▶ _Pointing dataset excerpts_
________

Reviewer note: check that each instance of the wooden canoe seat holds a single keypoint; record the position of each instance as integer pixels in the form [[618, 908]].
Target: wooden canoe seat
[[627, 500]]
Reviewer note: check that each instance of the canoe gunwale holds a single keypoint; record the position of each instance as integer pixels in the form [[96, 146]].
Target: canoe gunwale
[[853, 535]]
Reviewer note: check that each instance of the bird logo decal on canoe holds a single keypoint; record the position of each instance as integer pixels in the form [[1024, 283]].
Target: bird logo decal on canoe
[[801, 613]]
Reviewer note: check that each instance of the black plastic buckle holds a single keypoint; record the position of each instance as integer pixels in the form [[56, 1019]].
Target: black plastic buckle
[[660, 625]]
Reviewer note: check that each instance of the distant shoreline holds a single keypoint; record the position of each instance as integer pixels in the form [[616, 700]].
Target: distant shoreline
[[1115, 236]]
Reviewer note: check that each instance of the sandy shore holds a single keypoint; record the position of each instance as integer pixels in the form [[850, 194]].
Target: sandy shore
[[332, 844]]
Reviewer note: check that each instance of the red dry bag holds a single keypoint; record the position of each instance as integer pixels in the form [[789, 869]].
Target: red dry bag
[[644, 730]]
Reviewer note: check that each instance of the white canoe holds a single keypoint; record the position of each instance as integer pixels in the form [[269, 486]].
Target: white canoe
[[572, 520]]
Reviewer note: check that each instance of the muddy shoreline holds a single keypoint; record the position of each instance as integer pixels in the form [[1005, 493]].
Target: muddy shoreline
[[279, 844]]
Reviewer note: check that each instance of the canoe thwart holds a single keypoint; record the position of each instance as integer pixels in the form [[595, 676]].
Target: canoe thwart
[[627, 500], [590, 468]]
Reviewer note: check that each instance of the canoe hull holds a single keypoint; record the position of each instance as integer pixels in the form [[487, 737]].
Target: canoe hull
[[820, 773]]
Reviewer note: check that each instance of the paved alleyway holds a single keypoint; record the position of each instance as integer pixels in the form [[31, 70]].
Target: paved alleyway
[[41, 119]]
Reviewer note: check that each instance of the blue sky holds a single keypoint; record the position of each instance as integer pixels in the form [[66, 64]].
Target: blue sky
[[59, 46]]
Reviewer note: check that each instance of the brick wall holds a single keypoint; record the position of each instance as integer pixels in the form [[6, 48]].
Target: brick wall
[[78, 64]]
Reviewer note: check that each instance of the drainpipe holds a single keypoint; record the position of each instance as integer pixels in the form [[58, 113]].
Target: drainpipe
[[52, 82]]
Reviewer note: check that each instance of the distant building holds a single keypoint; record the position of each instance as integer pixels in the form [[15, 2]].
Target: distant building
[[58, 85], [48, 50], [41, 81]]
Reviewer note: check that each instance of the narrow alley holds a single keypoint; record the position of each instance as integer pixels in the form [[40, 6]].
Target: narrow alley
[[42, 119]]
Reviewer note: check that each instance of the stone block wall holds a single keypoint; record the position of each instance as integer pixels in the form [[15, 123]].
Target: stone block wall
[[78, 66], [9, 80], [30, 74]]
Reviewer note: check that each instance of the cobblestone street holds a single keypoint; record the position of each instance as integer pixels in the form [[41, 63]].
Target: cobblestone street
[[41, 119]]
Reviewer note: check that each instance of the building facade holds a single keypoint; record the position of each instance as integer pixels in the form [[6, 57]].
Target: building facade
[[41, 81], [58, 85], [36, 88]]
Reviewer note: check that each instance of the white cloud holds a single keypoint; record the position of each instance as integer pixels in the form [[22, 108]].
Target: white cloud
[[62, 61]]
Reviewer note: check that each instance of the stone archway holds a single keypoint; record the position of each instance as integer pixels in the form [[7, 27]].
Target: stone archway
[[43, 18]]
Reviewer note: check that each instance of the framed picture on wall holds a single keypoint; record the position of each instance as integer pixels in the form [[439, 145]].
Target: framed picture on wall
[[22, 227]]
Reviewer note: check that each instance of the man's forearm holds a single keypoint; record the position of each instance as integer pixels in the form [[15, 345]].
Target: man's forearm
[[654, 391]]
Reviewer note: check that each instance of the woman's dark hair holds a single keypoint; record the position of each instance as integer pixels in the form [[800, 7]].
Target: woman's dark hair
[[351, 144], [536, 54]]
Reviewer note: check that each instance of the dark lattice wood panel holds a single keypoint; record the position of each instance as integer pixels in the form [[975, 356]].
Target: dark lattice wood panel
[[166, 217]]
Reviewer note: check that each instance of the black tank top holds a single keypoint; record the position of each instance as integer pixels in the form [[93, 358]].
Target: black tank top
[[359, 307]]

________

▶ _Short exercise_
Repeat word for word the lines starting with the line that contains "Reviewer note: check that each instance of the black plastic" and going on through the line that contains "[[1115, 236]]", including both of those lines.

▶ _Output for this exercise_
Reviewer note: check that each instance of the black plastic buckle holds a single keypoint; record the position of each instance as integer pixels in the form [[56, 1019]].
Target: black plastic buckle
[[660, 625]]
Reviewer note: check that each instance of the distant shoreline holds a single keypoint; record the position of each instance as integer pixels in the form [[616, 700]].
Target: distant shoreline
[[1115, 236]]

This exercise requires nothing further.